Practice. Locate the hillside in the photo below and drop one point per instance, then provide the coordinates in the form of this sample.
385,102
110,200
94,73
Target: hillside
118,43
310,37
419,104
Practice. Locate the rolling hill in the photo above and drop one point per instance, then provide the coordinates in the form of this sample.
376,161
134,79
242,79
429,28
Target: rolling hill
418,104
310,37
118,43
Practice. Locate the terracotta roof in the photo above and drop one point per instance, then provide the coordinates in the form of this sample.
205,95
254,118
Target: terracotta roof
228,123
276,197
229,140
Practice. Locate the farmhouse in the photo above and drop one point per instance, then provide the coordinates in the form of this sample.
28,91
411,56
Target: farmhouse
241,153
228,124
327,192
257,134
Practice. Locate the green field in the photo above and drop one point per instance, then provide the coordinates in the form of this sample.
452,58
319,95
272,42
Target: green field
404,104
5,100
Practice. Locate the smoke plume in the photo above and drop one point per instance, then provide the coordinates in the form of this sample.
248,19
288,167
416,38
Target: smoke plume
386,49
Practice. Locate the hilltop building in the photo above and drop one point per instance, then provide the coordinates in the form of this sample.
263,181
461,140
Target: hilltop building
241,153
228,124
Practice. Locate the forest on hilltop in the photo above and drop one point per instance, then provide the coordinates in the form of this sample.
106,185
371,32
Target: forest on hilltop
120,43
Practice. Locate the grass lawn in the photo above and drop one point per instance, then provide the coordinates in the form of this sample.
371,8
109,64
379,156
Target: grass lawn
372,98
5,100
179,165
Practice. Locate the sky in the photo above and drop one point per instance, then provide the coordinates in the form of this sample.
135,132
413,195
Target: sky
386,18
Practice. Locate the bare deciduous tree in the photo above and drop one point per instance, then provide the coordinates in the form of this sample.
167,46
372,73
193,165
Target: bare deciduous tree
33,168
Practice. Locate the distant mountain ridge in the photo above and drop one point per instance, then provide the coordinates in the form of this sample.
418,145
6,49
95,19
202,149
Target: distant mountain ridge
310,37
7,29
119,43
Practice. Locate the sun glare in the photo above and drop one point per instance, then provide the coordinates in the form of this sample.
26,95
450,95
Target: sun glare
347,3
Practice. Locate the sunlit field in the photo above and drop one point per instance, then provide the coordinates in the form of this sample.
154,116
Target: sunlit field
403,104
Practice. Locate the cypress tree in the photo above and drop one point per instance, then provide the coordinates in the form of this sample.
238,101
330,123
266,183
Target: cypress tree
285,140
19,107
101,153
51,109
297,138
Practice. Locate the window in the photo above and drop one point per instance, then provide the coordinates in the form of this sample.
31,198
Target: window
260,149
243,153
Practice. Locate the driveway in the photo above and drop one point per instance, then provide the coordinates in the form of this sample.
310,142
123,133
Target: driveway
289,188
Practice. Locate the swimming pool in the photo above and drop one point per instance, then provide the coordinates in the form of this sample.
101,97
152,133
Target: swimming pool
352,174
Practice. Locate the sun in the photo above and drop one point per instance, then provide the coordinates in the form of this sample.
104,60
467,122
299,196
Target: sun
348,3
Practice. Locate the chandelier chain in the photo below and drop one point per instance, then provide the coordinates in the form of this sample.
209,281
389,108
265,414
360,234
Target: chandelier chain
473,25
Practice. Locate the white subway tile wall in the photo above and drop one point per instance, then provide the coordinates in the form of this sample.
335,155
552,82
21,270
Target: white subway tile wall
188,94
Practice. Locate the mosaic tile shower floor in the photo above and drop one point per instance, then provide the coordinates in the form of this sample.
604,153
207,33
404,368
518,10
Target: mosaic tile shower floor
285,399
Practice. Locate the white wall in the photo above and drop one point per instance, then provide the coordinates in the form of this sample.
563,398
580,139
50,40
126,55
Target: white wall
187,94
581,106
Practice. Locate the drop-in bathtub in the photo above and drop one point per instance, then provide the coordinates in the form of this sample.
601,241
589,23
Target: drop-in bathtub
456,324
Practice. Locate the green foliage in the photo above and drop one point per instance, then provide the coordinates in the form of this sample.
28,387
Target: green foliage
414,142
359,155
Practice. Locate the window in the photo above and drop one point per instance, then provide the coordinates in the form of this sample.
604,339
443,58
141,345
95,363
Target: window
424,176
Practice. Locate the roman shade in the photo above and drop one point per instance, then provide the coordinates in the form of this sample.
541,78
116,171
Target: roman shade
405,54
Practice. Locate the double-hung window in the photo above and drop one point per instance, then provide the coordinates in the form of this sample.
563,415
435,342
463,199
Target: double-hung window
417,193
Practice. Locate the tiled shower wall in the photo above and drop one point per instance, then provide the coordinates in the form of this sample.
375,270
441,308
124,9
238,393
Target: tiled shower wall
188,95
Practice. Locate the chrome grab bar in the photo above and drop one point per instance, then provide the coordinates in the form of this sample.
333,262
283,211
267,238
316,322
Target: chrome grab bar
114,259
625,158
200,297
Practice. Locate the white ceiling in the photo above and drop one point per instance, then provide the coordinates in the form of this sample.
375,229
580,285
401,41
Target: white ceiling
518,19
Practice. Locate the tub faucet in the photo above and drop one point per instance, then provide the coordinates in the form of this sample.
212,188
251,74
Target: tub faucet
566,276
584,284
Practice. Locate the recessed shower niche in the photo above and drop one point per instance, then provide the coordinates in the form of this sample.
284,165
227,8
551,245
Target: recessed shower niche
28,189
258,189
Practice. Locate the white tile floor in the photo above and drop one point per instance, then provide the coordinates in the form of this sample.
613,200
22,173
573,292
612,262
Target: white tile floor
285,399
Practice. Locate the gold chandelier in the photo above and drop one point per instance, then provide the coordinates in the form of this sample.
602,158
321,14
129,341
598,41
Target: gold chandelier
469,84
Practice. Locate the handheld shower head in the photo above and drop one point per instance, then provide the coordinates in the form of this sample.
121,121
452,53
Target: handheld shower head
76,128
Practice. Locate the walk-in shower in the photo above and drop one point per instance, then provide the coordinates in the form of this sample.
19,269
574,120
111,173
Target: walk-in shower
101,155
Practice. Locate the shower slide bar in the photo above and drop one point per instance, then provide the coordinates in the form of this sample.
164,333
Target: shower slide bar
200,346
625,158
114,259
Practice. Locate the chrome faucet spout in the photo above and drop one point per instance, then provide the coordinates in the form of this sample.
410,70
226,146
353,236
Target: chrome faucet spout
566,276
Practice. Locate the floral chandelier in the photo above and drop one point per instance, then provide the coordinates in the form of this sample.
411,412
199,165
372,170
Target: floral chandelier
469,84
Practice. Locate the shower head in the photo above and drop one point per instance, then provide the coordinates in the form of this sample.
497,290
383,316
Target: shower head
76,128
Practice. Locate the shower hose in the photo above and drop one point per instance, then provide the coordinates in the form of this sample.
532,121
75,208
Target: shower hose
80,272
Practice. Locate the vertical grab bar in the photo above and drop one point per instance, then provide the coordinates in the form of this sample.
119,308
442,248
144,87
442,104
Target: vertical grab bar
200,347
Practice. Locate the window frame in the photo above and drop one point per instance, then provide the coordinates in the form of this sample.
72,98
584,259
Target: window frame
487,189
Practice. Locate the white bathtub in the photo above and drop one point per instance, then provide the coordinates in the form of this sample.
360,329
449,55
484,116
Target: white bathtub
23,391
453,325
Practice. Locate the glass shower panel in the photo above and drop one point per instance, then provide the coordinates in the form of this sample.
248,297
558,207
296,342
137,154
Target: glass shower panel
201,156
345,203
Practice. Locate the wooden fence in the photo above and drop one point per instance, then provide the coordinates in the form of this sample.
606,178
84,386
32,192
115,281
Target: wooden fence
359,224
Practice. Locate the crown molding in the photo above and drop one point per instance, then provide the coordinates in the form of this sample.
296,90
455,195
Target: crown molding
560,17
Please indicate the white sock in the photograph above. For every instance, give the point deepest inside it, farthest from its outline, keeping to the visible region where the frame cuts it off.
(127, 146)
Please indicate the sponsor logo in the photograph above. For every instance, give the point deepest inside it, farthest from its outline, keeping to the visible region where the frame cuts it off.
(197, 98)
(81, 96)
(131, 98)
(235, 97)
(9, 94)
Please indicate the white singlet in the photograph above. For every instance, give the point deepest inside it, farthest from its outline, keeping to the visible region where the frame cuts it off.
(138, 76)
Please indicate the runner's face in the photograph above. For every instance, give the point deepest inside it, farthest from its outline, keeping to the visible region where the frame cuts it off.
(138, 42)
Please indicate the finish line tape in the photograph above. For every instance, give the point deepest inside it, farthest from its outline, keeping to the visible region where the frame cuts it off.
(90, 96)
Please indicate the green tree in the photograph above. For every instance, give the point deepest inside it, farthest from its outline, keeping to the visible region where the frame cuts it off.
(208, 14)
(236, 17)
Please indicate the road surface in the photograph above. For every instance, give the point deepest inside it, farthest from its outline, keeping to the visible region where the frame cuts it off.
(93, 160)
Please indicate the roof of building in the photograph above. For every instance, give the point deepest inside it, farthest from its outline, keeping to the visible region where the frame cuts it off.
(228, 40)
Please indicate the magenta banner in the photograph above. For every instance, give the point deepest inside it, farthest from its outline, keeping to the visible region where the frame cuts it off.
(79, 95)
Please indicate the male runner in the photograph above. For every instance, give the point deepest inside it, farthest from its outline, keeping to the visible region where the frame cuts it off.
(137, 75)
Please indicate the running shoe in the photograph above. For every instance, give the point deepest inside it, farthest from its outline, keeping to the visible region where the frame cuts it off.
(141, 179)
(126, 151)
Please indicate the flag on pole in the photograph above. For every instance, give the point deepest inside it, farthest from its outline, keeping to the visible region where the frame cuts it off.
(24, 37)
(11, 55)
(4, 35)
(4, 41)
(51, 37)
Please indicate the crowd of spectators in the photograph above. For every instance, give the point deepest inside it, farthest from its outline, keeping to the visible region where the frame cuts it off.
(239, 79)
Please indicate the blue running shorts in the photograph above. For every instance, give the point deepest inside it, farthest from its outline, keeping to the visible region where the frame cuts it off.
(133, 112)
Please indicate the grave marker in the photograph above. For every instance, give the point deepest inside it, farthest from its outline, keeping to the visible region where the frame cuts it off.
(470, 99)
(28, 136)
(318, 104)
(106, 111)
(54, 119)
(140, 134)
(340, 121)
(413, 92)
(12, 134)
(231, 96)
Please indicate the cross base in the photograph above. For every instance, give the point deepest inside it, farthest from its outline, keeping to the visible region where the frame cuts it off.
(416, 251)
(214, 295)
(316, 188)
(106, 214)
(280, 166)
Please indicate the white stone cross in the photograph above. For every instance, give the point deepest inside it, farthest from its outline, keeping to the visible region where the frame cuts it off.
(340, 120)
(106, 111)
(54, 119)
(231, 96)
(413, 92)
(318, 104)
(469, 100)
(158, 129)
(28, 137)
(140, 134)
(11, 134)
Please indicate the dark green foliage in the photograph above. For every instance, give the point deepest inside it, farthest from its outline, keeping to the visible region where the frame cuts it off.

TRY IT>
Filter the records above down to the lines that hold the string "below".

OUTPUT OF THE EXERCISE>
Practice. Locate the hillside in the photo below and drop one point per instance, then provide the coordinates in the form of this sample.
Practice. Locate the chandelier chain in the photo below and drop one point per instance, then provide the coordinates in the form of this sample.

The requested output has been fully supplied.